● Quellenauszug
####################

Der Regulierhebel wird einfach herausgeschraubt und die Anzündeklappe abgezogen. Nun kann man der Mischdüse zuleibe rücken. Sie hat, wie nach dem Durchnadeln erkennbar, 6 Bohrungen. Bei mir waren zwei davon komplett dicht, was die schlechte Lichtausbeute und -verteilung erklären dürfte. Sollte man nun im Besitz eines dünnwandigen, langen Steckschlüssels mit der passenden Weite sein, vereinfacht sich der Ausbau der Düse ungemein.

Ich konnte da leider nur mit Zangen arbeiten, das ist ein ziemliches Gefrickel.... Gnarf!

Unten gegenhalten – nicht mit dem Regulierhebel!

Beim Zusammenbau die Ventildüse soweit im Uhrzeigersinn drehen, daß sie geschlossen ist und der Regulierhebel durch den Schlitz wieder in sein Gewinde paßt. So wie rechts auf dem Foto sollte die Flamme dann nach der Reinigungsaktion aussehen.

 

Einzelteile
Einzelteile des Brenners – Klick aufs Bild für Großansicht

Ein Blick von oben offenbart die Ventildüse, die von der Regulierstange betätigt wird. Wie man diese jedoch ausbaut, konnte ich nicht ergründen. Beim Linksdrehen schlägt sie irgendwo an, und Gewaltanwendung tat nicht not. Darunter kommt wahrscheinlich eh direkt der Verdampfungsraum über dem Docht, und sollten die Bohrungen des Ventils zugesetzt sein, empfiehlt sich wohl ohnehin das Ziehen des Dochtes und Reinigen und Ausblasen von unten, denn sonst kommen die Krümel ja wieder hoch oder setzen den Docht voll.

Interessant ist, daß bei der Verwendung von Spiritus überhaupt Ruß entsteht. Schuld daran ist das Vergällungsmittel Bitrex® (chemisch Denatoniumbenzoat, [Benzyldiethyl(2,6-xylylcarbamoyl)methylammoniumbenzoat]), mit dem der steuerlich begünstigte Brennspiritus vor der Verwendung als Trinkalkohol geschützt werden soll – selbst kleinste Spuren, die man von den Fingern oder beim Durchblasen von Röhrchen in den Mund bekommt, sind nachhaltig bitter. Und dieses Zeug verbrennt offenbar nicht so sauber, wie es Alkohol eigentlich tun sollte.

####################

● Rohdaten
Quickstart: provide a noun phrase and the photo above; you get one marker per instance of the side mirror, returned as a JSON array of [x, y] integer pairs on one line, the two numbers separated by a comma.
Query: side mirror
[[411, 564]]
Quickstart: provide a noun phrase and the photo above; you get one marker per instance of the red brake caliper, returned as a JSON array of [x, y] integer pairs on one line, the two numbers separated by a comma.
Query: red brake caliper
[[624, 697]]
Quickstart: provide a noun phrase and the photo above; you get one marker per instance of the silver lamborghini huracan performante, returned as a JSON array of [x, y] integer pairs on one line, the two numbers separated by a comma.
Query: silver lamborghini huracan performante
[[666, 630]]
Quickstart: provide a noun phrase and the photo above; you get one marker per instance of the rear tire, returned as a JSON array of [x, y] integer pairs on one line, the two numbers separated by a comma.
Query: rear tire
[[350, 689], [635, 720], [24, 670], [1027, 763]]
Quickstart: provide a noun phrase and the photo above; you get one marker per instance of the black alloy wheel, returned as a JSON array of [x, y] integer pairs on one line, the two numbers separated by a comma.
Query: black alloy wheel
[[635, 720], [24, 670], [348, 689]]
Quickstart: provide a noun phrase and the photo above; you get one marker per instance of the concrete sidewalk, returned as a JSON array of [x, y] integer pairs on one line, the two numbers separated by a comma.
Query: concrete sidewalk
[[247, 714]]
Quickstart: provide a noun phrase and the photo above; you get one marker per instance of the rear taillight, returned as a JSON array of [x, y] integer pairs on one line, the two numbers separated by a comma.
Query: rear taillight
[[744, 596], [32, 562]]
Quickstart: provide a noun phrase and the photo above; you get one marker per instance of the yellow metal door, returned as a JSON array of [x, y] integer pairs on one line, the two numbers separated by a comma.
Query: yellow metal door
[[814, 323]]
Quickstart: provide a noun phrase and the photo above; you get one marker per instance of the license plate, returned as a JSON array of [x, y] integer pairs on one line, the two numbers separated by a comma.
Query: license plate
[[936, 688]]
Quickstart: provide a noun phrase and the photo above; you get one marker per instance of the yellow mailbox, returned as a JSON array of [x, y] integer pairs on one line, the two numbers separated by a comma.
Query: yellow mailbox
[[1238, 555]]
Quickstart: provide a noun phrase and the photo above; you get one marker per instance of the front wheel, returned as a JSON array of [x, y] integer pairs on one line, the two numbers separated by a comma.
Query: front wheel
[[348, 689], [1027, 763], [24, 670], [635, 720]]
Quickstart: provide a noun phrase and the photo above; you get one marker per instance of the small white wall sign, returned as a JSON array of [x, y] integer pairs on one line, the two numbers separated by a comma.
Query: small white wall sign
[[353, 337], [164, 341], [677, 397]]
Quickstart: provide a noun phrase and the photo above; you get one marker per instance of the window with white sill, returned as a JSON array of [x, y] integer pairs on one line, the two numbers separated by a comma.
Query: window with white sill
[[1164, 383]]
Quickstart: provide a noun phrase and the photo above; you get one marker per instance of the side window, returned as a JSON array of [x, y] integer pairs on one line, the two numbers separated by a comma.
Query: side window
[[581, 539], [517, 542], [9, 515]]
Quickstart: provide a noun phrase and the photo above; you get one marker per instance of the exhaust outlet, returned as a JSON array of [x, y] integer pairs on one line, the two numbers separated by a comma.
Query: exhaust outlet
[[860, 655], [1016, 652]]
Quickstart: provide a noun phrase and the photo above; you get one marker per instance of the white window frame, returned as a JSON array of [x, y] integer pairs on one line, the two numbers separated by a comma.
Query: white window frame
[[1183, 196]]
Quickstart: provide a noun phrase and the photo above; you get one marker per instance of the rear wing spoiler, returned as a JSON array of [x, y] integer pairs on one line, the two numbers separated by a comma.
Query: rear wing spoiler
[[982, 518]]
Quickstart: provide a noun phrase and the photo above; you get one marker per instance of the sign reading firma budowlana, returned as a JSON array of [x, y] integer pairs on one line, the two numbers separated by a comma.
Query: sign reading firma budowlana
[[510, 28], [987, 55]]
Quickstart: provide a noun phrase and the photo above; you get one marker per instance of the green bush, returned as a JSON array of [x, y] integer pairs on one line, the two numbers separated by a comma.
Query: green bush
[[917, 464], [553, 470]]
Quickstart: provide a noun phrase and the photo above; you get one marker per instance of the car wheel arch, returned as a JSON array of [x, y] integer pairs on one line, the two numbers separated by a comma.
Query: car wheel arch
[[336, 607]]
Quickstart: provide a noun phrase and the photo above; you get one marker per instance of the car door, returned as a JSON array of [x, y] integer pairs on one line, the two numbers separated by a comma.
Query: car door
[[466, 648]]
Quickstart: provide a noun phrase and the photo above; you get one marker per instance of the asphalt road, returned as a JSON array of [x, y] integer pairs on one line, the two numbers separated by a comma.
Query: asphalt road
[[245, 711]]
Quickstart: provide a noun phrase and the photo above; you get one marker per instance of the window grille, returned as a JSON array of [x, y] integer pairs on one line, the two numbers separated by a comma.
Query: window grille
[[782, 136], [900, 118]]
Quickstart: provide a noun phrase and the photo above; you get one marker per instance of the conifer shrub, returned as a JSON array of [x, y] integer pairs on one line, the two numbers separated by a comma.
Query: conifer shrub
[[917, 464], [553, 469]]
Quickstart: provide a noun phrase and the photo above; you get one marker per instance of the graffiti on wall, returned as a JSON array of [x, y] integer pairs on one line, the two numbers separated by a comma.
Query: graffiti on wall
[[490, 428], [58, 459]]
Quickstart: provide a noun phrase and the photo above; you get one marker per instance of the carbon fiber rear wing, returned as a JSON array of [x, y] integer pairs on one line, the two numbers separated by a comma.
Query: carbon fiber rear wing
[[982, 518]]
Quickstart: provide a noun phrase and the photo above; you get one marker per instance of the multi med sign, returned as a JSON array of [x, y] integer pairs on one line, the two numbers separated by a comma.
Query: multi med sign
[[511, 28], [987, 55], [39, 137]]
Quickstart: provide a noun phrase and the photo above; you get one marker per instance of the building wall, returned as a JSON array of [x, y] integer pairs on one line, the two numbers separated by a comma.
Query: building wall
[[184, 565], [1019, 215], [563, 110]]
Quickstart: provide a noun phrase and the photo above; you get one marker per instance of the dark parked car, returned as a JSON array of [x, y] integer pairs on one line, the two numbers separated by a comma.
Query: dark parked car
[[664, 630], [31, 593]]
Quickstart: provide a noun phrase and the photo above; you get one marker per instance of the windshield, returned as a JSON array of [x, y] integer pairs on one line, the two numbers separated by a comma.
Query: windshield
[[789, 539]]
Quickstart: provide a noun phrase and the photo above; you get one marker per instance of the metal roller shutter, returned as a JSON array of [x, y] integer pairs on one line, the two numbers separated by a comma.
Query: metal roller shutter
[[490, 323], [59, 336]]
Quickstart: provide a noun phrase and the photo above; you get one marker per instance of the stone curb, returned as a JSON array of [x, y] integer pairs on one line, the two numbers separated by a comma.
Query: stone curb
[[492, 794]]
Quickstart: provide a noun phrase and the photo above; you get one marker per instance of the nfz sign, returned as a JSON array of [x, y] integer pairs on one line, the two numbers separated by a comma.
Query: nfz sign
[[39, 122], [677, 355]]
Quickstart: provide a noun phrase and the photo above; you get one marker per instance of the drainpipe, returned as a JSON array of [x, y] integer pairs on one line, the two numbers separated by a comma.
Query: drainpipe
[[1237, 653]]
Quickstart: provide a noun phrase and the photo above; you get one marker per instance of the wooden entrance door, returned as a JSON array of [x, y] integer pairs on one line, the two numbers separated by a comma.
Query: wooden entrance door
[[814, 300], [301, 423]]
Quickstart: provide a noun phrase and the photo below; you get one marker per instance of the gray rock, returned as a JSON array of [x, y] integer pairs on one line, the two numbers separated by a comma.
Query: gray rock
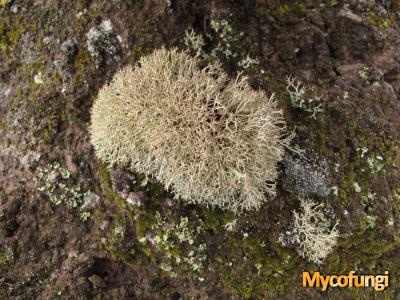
[[305, 177]]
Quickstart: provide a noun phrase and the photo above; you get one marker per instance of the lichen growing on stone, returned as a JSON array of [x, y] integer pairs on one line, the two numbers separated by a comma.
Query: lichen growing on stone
[[211, 140]]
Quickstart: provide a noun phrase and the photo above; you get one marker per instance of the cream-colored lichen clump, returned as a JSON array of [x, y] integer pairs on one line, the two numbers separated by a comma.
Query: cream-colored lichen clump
[[210, 140]]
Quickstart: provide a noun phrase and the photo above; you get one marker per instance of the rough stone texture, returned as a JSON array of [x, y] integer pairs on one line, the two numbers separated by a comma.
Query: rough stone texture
[[348, 50]]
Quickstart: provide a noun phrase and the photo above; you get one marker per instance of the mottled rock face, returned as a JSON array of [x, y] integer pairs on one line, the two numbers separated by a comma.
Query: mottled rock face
[[138, 241], [306, 177]]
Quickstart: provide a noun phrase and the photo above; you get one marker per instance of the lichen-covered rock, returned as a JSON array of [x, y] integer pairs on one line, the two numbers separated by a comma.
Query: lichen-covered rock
[[306, 177]]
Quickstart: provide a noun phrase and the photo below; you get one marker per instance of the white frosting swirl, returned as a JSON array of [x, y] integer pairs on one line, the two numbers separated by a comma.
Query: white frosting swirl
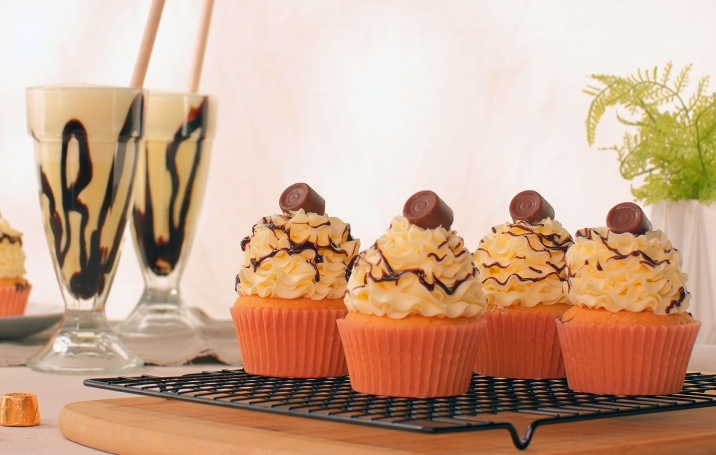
[[523, 263], [626, 272], [12, 257], [297, 255], [411, 270]]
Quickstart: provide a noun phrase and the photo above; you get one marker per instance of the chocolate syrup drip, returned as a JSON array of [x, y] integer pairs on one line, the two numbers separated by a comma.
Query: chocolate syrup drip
[[494, 264], [11, 239], [297, 248], [162, 255], [534, 280], [95, 261], [554, 239], [392, 275], [682, 295], [646, 260]]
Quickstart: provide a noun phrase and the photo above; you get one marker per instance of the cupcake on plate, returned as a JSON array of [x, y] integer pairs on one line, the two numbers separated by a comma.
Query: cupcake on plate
[[14, 288], [629, 332], [414, 304], [291, 287], [522, 269]]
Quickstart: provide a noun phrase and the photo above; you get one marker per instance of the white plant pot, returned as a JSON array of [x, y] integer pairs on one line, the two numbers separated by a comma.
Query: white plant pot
[[691, 227]]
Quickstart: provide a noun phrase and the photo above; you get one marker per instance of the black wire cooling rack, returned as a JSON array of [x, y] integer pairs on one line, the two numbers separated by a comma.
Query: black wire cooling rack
[[542, 402]]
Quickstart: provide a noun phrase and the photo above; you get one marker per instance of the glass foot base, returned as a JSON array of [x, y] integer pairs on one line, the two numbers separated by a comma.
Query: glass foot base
[[84, 351], [156, 319]]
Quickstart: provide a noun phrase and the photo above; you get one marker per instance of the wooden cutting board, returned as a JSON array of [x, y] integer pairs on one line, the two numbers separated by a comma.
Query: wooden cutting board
[[143, 425]]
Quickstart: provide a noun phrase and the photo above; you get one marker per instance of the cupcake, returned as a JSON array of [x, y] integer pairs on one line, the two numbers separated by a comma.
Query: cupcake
[[14, 288], [629, 332], [414, 305], [522, 270], [291, 287]]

####################

● Aufgabenstellung
Entnimm dem Text über die Reinigung des Brenners wortgetreu die Passage von „Der Regulierhebel wird“ bis „ziemliches Gefrickel.... Gnarf!“.

● Antwort
Der Regulierhebel wird einfach herausgeschraubt und die Anzündeklappe abgezogen. Nun kann man der Mischdüse zuleibe rücken. Sie hat, wie nach dem Durchnadeln erkennbar, 6 Bohrungen. Bei mir waren zwei davon komplett dicht, was die schlechte Lichtausbeute und -verteilung erklären dürfte. Sollte man nun im Besitz eines dünnwandigen, langen Steckschlüssels mit der passenden Weite sein, vereinfacht sich der Ausbau der Düse ungemein.

Ich konnte da leider nur mit Zangen arbeiten, das ist ein ziemliches Gefrickel.... Gnarf!